━━━ Supplied material
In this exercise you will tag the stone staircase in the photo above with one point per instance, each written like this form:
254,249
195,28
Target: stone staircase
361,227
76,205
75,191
━━━━━━
Copy out all of the material above word for word, with every number and line unchanged.

In this exercise you will tag the stone staircase in the photo above with one point per instance, each written like this form:
254,249
195,28
Target: stone staircase
361,227
76,205
75,191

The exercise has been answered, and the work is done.